(Pointing dataset records)
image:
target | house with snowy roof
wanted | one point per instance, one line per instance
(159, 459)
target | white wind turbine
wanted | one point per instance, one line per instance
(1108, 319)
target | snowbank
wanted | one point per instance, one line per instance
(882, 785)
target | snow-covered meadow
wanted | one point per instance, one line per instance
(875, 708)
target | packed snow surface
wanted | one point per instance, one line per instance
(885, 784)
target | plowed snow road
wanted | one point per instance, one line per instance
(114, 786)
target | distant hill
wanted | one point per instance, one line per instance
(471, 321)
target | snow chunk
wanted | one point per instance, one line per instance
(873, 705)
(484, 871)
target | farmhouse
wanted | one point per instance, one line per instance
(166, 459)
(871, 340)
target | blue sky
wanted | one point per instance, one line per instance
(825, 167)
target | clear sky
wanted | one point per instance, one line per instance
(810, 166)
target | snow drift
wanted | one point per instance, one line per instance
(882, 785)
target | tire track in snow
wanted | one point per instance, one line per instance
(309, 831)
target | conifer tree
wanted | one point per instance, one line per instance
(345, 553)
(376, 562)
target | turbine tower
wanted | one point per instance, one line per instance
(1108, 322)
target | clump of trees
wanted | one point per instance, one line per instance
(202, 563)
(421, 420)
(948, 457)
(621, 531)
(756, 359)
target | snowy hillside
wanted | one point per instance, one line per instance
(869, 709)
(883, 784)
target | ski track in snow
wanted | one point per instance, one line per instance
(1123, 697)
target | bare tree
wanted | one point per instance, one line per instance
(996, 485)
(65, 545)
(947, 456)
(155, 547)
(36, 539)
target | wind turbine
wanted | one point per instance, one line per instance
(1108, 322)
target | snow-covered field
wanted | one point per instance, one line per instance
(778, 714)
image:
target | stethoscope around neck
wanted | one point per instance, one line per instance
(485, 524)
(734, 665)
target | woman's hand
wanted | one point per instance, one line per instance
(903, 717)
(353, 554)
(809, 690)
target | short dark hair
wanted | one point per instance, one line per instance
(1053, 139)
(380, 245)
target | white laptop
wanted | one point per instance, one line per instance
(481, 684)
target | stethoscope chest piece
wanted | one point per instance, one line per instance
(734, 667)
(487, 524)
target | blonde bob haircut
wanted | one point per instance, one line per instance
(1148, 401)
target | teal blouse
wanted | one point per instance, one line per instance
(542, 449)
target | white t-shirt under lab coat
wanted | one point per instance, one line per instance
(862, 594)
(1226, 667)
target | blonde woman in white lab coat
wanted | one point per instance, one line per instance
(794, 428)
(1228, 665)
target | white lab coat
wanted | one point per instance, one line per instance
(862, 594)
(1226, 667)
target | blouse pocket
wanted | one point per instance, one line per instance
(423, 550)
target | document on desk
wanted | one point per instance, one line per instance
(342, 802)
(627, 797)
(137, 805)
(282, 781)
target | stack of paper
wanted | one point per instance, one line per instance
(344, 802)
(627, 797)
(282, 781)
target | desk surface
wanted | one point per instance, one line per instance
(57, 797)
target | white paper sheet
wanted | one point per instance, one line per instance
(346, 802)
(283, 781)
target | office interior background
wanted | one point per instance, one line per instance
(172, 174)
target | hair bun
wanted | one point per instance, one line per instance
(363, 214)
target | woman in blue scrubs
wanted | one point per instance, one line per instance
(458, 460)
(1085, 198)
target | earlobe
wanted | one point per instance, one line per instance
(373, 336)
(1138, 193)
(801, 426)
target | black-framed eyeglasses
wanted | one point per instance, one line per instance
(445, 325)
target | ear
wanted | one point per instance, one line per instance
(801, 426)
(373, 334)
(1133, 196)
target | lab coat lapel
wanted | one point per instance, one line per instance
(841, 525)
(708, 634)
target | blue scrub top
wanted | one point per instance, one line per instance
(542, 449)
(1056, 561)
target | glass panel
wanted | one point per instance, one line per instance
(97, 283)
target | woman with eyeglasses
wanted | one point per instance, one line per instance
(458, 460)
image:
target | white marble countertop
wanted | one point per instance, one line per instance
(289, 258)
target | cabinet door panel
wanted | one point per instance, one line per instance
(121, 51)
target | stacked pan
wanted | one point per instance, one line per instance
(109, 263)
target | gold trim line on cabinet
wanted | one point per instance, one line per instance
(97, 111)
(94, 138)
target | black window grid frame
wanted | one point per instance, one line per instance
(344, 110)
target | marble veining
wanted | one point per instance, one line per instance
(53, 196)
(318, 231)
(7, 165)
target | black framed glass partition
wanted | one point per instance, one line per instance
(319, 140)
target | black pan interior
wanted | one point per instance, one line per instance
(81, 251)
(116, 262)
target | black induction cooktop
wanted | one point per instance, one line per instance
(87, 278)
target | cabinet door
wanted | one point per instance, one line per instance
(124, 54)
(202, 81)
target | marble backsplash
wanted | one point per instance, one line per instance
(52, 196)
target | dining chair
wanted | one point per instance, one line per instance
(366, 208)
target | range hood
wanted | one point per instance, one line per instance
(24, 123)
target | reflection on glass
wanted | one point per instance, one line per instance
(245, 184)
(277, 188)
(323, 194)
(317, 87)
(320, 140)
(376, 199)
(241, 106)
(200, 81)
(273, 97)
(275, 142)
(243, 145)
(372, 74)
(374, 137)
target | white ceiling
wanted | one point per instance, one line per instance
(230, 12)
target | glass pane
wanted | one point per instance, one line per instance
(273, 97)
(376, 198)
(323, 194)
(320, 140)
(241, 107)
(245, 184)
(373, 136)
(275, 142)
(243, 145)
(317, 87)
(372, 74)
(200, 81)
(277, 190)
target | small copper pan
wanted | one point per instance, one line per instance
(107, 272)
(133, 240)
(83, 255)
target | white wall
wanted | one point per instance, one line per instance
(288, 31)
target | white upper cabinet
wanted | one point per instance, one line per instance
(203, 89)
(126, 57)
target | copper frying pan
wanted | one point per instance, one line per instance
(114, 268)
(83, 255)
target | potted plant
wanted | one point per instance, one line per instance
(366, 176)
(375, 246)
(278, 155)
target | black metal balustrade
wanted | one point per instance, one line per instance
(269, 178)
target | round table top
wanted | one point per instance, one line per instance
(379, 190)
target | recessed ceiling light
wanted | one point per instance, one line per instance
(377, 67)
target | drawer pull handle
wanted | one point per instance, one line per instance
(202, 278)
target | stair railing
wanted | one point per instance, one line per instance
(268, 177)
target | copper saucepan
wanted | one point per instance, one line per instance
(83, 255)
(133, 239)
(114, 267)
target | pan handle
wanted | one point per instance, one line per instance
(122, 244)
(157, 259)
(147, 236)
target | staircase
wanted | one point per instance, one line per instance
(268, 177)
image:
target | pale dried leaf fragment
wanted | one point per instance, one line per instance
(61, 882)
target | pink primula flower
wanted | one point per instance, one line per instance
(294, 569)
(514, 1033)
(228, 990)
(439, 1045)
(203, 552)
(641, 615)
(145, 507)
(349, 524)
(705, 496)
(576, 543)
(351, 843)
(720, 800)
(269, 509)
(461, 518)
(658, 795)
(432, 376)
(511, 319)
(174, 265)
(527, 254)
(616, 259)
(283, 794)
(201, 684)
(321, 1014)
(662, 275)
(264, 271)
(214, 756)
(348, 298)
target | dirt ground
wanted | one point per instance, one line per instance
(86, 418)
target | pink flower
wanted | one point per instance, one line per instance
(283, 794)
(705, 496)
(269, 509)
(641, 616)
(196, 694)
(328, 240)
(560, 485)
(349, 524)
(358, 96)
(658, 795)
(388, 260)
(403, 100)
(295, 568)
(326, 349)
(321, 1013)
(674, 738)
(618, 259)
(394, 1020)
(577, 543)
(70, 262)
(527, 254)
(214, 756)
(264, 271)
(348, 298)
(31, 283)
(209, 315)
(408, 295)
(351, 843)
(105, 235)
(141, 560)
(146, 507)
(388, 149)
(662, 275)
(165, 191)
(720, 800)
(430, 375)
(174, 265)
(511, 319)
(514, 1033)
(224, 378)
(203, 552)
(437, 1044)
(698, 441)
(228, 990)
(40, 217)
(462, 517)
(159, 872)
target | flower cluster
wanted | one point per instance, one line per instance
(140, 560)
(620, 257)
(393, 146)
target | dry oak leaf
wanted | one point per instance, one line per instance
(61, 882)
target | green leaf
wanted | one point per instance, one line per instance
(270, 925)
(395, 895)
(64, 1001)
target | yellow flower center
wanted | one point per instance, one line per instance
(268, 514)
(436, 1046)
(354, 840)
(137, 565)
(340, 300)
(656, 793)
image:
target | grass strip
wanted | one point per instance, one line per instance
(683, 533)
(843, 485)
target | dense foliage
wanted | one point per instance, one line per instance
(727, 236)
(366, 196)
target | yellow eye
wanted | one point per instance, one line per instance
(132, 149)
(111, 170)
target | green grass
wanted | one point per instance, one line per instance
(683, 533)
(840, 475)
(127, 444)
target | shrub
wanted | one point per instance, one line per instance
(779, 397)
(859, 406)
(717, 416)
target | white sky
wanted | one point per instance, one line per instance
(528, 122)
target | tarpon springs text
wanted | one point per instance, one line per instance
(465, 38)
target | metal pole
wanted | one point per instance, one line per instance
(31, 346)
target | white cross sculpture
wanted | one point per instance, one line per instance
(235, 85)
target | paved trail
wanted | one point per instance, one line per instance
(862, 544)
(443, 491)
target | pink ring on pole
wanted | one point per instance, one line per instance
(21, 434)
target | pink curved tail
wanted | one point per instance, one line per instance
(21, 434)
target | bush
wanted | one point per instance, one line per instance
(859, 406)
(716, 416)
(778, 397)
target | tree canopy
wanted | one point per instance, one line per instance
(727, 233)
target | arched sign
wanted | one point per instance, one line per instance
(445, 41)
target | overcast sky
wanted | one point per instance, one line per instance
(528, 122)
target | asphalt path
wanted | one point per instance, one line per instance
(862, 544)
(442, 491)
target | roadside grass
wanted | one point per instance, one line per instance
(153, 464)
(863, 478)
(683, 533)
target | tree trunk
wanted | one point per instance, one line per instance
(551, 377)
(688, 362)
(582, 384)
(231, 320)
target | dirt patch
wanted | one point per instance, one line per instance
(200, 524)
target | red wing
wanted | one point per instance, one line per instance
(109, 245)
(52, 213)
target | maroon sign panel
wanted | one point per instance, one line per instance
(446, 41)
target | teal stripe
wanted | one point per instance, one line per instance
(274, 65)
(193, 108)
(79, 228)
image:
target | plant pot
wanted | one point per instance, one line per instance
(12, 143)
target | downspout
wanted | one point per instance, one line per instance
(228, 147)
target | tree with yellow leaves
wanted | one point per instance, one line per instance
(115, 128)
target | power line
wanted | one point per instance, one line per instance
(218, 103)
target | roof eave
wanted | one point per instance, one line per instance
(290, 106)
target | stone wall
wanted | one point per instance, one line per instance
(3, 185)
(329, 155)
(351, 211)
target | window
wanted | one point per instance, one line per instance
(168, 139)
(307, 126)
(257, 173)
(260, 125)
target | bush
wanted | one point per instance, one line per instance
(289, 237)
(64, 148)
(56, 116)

• [Short problem]:
From the line that contains "target | red wing" down to the last line of the listing above, repeat each line exactly, and include nothing else.

• [The reply]:
target | red wing
wanted | one point per instance, one line per instance
(109, 245)
(52, 213)
target | maroon sign panel
wanted | one point per instance, one line per instance
(446, 41)
target | teal stripe
wanted | one point per instance, one line per instance
(274, 65)
(193, 108)
(79, 228)
image:
target | plant pot
wanted | one point per instance, one line per instance
(12, 143)
target | downspout
wanted | one point per instance, one line per instance
(228, 147)
target | tree with yellow leaves
wanted | one point per instance, one line per instance
(115, 128)
target | power line
wanted | one point per instance, one line per instance
(218, 103)
target | roof eave
wanted | one point per instance, one line per instance
(290, 106)
target | stone wall
wanted | one point per instance, one line per instance
(3, 185)
(329, 155)
(351, 211)
target | window
wanted | one point per instance, one line per instance
(168, 139)
(307, 126)
(257, 173)
(260, 125)
target | bush
wanted | one point per instance, one line per instance
(289, 237)
(64, 148)
(56, 116)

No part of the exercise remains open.